Appellant further testified that he and his friends began to retreat. Christopher was shouting and said that he, too, had a

Page 487

gun, and that his gun was bigger. According to appellant, after Christopher threw a nearby picnic bench at appellant and his friends, Christopher pulled something from his waistband. Thinking that Christopher was about to produce a gun and shoot him, appellant fired several times. The three men then fled to Cory's house, where appellant cleaned the gun, vomited, and went to sleep. The next day, he told Cory and Joey not to discuss what happened or brag about it. He put the gun in a plastic bag and, on his way to work, he threw it into some bushes.

Tart's testimony was essentially consistent with appellant's version of the incident. Tart explained that Christopher was yelling and spit at Buckler. Although appellant told the Maxwells that the three had "no beef" with the brothers, and appellant and the others started to walk away, the Maxwells pursued them. When appellant pulled his gun, one of the Maxwells said: "If you pull it, you better use it." Appellant fired the weapon when Bryan jumped at him. Christopher had his hand on the side of his leg, stating "mine is bigger, mine is bigger." Bell fired again after the bench was thrown.
..............................
▶ [Parts of the exercise]:
(A) List every action the appellant took after firing, as described in his testimony in the court excerpt on the shooting.
(B) Answer these questions using the court excerpt on the shooting:
(i) What object did Christopher throw at the appellant and his friends?
(ii) According to Tart, at whom did Christopher spit?
(iii) What did one of the Maxwells say when the appellant pulled his gun?
(C) Extend the court excerpt on the shooting testimony, beginning after its final sentence.

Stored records
..............................
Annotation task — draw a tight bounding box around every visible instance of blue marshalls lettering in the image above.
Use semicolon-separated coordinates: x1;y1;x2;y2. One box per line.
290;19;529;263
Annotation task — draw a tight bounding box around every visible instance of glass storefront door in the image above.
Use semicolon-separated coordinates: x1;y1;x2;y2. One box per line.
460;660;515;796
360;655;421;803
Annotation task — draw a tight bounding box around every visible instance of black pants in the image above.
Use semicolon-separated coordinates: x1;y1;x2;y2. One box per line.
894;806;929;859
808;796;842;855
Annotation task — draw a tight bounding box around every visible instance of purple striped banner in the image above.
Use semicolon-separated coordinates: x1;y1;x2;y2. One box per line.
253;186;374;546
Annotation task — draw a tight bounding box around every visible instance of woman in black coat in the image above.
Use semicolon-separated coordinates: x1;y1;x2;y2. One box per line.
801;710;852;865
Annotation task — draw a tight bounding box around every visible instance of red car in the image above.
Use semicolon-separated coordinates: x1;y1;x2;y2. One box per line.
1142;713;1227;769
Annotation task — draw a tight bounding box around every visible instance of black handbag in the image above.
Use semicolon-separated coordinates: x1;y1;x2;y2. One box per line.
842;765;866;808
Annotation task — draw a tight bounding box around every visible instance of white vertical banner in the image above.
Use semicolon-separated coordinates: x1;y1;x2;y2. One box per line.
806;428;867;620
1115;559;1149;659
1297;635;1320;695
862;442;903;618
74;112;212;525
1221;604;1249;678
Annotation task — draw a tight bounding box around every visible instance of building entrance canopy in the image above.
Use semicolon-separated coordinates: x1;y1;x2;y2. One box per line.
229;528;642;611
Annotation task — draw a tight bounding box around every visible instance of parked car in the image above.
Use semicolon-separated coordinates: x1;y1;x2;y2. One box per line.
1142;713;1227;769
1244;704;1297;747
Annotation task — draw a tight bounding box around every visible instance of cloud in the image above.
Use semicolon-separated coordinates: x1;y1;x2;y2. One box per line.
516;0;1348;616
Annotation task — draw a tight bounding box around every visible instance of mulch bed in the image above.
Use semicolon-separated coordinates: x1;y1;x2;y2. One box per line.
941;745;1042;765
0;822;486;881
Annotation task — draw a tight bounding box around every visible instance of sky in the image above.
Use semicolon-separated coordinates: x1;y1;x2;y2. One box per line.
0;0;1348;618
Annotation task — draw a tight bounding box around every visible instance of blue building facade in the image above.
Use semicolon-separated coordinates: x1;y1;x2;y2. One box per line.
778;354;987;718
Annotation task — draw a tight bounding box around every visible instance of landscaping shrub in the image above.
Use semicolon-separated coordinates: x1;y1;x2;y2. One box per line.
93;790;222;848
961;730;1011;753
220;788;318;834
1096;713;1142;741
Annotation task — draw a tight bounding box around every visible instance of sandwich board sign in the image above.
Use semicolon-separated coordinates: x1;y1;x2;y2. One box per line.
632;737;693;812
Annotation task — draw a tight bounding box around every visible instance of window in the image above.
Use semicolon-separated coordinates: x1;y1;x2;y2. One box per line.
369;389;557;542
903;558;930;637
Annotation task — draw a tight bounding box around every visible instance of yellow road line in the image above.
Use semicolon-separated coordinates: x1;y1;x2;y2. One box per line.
..............................
▶ [Task results]:
(A)
- Fled with the other two men to Cory's house
- Cleaned the gun
- Vomited
- Went to sleep
- Told Cory and Joey the next day not to discuss what happened or brag about it
- Put the gun in a plastic bag
- Threw the gun into some bushes on his way to work

(B)
(i) A nearby picnic bench
(ii) Buckler
(iii) "If you pull it, you better use it."

(C)
Three other witnesses testified for the defense concerning the Maxwell brothers' reputations for violent dispositions. Two of these [691 A.2d 237] witnesses were police officers and one was a friend of appellant.

Buckler did not appear at the trial. Both Tart and appellant testified, on direct and cross-examination, that they had tried to contact Buckler since the time of the incident, without success.

Additional facts will be included in our discussion of the issues presented.

Discussion

I.

During cross-examination of appellant, the State questioned him about Buckler's statement to the police. Appellant contends that this line of questioning was improper, because: 1) it placed before the jury hearsay evidence about the incident

Page 488

from a witness who was not present at trial; 2) the State knew that Buckler would not be called as a witness; and 3) it violated appellant's rights under the Sixth Amendment's Confrontation Clause. The State counters that appellant's claim is without merit, because: 1) the prosecutor did not convey substantive...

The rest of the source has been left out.